> Requirement
Continue the piece on using Play-Doh for occupational therapy from the point where it stops.

Play-Doh is one of the best (and cheapest) occupational therapy tools around. Squeezing and squishing works on strength and pinching and rolling into cool shapes helps with coordination. There are also untold numbers of Play-Doh tools that double as great OT tools. Especially good for hand strength are the presses (they look like garlic or cookie presses). Dig around your kitchen drawers for cookie cutters and other small kitchen tools, because kids love working with kitchen stuff (I guess the bloom falls off that rose around the age of 10).
I have always thought it is best to work on strength first. There are two reasons. One, it is easier than coordination as it involves fewer nervous system pathways and everyone is encouraged by success. If you can do something you are more likely to want to do it. It is also easier to build on success (probably one of my top 5 rules).
The other reason to work on strength is stronger muscles are easier to control, so coordination tasks will become less of a challenge. Think of strength and coordination as a screen door and a glass door, you have to open the screen door first to get in the house.

> Exercise data
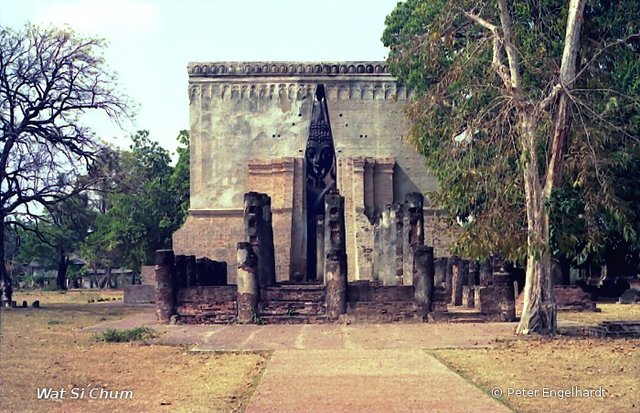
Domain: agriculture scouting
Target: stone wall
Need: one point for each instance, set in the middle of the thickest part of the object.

> Output for this exercise
Play-Doh is also a good warm up tool. Just like we stretch (or are supposed to stretch) before going for a run, a few minutes with Play-Doh can limber up little fingers for other activities.
So do Play-Doh a lot. Keep your child interested by making cool creatures you have liberated from the darkest corners of your imagination. Snakes, snowmen, spiders – anything goes! If you are laughing, having fun, and engaged in the activity your child will want to copy.
Mine certainly do.
By the way, your kids don’t have to know Play-Doh is therapy, you are just the coolest mom or dad for letting it get all over the house!